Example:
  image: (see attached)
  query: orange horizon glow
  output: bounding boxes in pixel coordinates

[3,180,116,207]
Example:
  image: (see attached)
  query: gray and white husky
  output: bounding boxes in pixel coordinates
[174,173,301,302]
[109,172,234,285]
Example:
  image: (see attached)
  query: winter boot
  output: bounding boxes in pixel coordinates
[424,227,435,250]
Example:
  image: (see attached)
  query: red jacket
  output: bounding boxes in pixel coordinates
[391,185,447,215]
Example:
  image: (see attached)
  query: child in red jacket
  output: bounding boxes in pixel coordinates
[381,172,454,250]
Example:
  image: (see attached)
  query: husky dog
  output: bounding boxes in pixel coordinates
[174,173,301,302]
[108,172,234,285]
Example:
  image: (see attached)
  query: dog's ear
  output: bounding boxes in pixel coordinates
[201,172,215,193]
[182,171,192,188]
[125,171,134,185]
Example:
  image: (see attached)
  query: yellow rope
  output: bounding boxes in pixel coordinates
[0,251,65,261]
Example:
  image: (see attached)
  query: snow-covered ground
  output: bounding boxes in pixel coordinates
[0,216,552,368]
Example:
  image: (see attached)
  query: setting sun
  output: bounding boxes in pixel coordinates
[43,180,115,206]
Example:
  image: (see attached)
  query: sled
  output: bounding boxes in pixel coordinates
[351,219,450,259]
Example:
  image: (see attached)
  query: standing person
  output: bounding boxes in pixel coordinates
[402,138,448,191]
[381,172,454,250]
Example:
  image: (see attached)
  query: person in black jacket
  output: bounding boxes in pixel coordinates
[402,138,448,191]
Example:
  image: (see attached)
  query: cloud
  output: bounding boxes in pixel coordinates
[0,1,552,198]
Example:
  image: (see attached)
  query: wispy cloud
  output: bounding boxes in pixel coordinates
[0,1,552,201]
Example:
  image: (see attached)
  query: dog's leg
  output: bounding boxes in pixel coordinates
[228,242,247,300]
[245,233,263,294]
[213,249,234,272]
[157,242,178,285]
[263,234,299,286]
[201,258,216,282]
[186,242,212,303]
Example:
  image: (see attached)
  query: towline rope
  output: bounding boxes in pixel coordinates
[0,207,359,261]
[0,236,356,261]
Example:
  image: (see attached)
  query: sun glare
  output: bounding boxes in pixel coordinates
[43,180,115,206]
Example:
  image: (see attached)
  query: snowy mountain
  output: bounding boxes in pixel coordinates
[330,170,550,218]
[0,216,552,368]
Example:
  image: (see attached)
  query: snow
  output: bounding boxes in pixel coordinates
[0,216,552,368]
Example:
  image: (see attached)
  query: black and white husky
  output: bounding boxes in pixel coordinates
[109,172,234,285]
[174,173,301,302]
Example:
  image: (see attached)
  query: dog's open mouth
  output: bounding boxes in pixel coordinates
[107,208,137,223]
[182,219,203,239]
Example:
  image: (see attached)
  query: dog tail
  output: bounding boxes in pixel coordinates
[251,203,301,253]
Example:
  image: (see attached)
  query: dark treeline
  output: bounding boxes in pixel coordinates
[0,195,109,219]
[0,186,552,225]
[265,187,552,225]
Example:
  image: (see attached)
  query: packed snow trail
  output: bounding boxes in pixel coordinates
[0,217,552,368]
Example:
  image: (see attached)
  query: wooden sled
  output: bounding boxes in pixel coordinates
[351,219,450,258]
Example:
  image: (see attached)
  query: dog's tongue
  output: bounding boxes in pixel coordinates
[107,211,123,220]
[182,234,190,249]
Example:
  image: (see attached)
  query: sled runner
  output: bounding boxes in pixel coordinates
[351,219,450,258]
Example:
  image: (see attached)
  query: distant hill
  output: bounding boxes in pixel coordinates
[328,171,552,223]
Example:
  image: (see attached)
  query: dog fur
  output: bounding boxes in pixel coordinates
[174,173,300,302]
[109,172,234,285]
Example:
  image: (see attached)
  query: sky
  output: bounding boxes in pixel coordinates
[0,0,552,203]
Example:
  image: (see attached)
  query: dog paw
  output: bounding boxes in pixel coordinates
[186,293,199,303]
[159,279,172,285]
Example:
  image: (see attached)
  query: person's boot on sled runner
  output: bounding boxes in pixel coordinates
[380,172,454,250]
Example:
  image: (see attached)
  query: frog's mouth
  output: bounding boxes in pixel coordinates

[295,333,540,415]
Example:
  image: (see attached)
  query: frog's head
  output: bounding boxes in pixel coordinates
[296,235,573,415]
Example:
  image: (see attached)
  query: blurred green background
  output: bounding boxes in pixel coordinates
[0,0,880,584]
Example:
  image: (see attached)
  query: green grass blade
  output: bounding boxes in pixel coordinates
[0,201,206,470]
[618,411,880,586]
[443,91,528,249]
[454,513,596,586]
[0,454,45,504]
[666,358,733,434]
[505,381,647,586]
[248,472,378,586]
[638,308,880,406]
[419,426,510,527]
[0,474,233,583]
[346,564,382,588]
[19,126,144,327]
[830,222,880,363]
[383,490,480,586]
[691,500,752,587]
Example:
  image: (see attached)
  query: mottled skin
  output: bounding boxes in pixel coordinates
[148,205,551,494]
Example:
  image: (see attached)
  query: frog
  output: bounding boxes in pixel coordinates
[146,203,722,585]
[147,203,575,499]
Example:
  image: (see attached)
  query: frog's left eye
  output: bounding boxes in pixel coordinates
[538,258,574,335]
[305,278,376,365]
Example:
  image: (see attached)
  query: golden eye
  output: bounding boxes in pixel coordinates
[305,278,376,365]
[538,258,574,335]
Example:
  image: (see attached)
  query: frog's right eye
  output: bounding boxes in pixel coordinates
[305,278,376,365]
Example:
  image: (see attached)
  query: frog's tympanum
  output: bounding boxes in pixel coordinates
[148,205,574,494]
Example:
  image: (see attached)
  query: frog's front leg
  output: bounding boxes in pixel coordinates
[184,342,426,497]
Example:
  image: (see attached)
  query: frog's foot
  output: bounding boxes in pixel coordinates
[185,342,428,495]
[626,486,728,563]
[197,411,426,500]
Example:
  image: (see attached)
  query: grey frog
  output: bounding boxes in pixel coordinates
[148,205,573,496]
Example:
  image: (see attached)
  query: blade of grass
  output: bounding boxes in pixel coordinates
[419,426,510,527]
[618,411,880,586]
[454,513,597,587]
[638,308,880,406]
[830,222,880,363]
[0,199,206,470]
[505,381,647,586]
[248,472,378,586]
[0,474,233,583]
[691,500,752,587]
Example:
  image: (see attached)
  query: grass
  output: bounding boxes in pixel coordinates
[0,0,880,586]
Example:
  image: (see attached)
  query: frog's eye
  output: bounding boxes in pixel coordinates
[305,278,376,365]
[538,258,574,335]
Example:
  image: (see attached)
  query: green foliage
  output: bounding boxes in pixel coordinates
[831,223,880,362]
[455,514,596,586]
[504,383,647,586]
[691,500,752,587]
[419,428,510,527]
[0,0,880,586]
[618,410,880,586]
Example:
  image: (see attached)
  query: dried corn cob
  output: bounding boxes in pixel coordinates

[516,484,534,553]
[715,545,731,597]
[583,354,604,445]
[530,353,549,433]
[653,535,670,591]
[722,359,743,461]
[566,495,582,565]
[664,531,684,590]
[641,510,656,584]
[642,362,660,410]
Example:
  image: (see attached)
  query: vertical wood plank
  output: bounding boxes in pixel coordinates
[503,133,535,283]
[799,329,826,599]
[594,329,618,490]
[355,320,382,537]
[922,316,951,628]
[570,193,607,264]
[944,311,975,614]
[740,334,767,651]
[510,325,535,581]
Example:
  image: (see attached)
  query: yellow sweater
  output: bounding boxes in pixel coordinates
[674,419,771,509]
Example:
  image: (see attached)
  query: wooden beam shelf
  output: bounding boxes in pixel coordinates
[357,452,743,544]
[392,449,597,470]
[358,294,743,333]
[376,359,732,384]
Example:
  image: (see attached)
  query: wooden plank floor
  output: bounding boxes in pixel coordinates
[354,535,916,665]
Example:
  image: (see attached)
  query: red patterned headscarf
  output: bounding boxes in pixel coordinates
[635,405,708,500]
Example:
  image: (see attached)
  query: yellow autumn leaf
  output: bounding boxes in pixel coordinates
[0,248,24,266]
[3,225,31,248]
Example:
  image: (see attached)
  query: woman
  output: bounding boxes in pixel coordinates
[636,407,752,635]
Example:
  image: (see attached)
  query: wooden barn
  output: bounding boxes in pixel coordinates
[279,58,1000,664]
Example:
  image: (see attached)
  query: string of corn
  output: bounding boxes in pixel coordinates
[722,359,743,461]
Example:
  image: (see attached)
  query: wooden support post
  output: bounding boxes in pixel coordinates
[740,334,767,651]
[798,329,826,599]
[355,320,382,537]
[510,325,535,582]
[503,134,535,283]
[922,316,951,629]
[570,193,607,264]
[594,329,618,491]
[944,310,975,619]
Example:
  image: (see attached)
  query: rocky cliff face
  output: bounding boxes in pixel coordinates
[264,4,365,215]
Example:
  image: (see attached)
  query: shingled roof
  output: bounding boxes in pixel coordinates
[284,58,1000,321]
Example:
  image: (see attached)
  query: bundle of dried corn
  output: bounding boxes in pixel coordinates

WHAT THE EXERCISE ASKS: Collect every line above that contains the word "wooden" and copy each one in full.

RESULT OF THE EXERCISE:
  query: wooden sled
  query: wooden beam shelf
  query: wooden plank floor
  query: wooden barn
  query: wooden support post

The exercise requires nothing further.